## YOUR TASKS
1. List every magazine or book that is named in the passage about Garry Wills and Buckley.
2. Continue the passage about Garry Wills and Buckley, starting after its last sentence.

Garry Wills was a Buckley protege. It all began when Wills sent NR a parody of Time
magazine. Both Buckley and senior editor thought the piece great. Wills,
then an Xavier University graduate student, was invited to visit NR.
A close friendship developed. As Judis tells it,
When
Wills entered his office, Buckley was 'astonished,' he told Burnham, to discover
that the rosy-cheeked, rawboned Wills was only twenty-three. After a brief
conversation in which he found out that Wills was a practicing Catholic,
admired Chambers' Witness, and did not know whether he was a conservative
(he called himself a 'distributionist'), Buckley asked him if he would stay
in New York and review plays for National Review. 'We have just lost our drama critic,' Buckley, referring to Willi Schlamm, told Wills. Wills excitedly agreed, and over that summer became a close friend of Buckley and a regular contributor to National Review.
The friendship would end.
Wills wrote a piece on the 1968 ghetto riots for Esquire. He clearly had sympathy for the black militants. He began to oppose the Vietnam War. Judis quotes Neal Freeman:
Garry was very much on the other side
then...he was very much in tune with the McCarthy-Kennedy wing of the Democratic
Party and beginning to be more than a little embarrassed by his historic
connection to National Review.

## RECORDED DATA
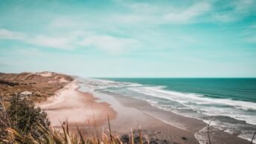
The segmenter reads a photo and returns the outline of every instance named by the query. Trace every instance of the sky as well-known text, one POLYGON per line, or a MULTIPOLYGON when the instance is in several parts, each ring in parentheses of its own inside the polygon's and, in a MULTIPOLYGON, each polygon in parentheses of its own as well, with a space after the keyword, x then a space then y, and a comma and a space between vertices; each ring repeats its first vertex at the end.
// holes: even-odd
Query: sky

## WRITTEN ANSWERS
1. Time, National Review, Witness, Esquire

2.
His best work, Nixon Agonistes, sealed what was looming with Buckley and NR.
A strong break occurred. Buckley's read of the draft Wills had sent
him was not altogether negative. He wrote Wills that the book was exciting
politics, but poor cosmology. Frank Meyer, however, if not more perceptive,
more clearly nailed Wills' shift from Right to Left, as, "bilious in its
view of Mr. Nixon...and the America of self-reliance...the book echoes with
the curiously mixed accents of Bayard Rustin, Malcolm X, and Tom Hayden."
As the internecine sniping continued and became more heated as memos were exchanged between Wills and Buckley (and other NR staffers), it was the issue of Catholicism that produced a clear divorce. Judis reports fellow apostate John Leonard as saying:
The defection of Garry Wills was the most
painful of any of (the) defections. Garry was the future. He was religious.
He was the genius they were looking for...When Garry said what was happening
to blacks was more important than what was reflected in the magazine...he
spoke to that best part, the most vulnerable part of the Buckleys...It went
from blacks to Nixon to Vietnam...He was saying, not simply I disagree with
you, but I am closer to God.
The break
was final. The two shivers, with Bozell and Wills, profoundly affected Buckley.
He valued close personal and ideological friendships.
He would develop new friendships as his icon status grew.
And grow it did as contacts were garnered. The Buckley career careened: the
run as NYC mayor, the USIA appointment, the UN run, the Firing Line success, the best-selling spy novels, and the charisma -- just a bit affected.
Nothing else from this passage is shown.